Ultimamente fala-se muito de
violência. Pessoas eminentes, sábias e respeitáveis, se não incitam, antevêem
comportamentos populares de revolta e agressão. Estranhamente, apesar do muito
que se afirma, quase não se ouve dizer que a violência é uma coisa muito má,
sempre de repudiar. Considerando-nos um país civilizado e até democrático,
espanta a naturalidade com que tantas luminárias consideram o uso de métodos
bárbaros.
Como somos um país civilizado
e democrático, são poucos os que prometem às claras atacar e agredir. Por
enquanto, hipocritamente, os intelectuais limitam-se a prever atitudes alheias.
Não serão eles a bater, mas as forças populares, ficando-se na dúvida se as
apoiam, embora evidentemente as compreendam.
É claro que, perante a
terrível pressão a que a sociedade portuguesa está sujeita, seriam sempre
naturais reacções agressivas. Isso acontece em vários países da Europa, mas,
surpreendentemente, muito pouco em Portugal, apesar de a retórica das elites o
prever há anos. Provavelmente o nosso país é mais civilizado e democrático do
que se julga, hipótese que os nossos intelectuais nunca colocam. No fundo,
eles, que se consideram génios, sempre desprezaram o povo, mesmo quando o
lisonjeiam.

--

» Instrução escrita
Transcreva literalmente do excerto sobre a violência o trecho que começa nas palavras "Ultimamente fala-se muito" e termina depois de "evidentemente as compreendam.". Estes registos provêm de uma fonte distinta da do excerto.

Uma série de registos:
--

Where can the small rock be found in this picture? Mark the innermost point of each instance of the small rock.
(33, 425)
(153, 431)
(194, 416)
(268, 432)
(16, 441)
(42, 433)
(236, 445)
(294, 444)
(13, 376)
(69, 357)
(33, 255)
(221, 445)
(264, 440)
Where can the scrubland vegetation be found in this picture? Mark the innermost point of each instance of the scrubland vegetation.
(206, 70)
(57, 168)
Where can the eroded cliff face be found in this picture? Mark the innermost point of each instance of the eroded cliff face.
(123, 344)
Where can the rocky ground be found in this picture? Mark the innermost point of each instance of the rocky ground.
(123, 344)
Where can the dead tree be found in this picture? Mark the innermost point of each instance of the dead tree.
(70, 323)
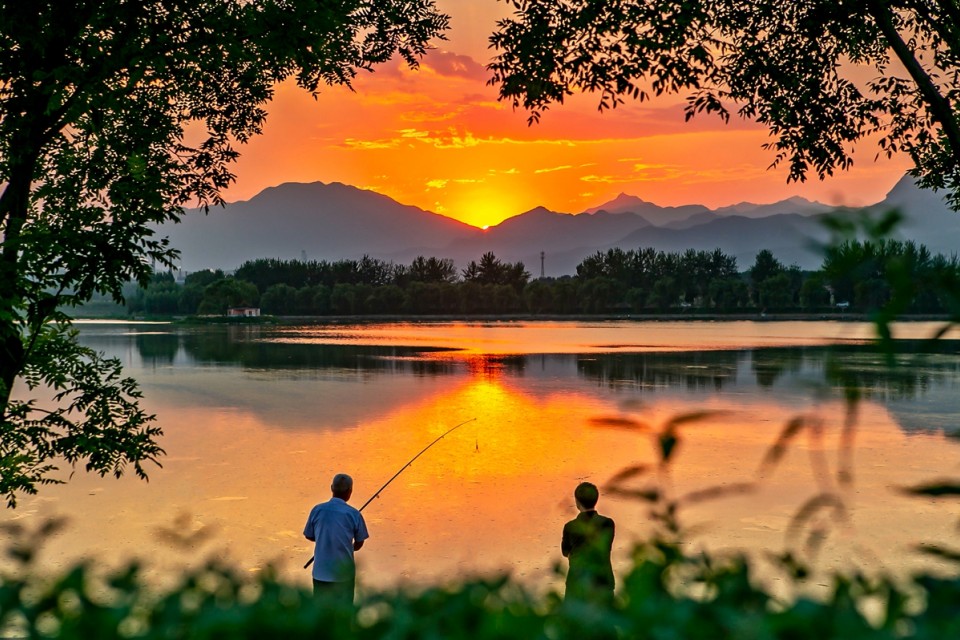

--

» Resolução escrita
Ultimamente fala-se muito de
violência. Pessoas eminentes, sábias e respeitáveis, se não incitam, antevêem
comportamentos populares de revolta e agressão. Estranhamente, apesar do muito
que se afirma, quase não se ouve dizer que a violência é uma coisa muito má,
sempre de repudiar. Considerando-nos um país civilizado e até democrático,
espanta a naturalidade com que tantas luminárias consideram o uso de métodos
bárbaros.
Como somos um país civilizado
e democrático, são poucos os que prometem às claras atacar e agredir. Por
enquanto, hipocritamente, os intelectuais limitam-se a prever atitudes alheias.
Não serão eles a bater, mas as forças populares, ficando-se na dúvida se as
apoiam, embora evidentemente as compreendam.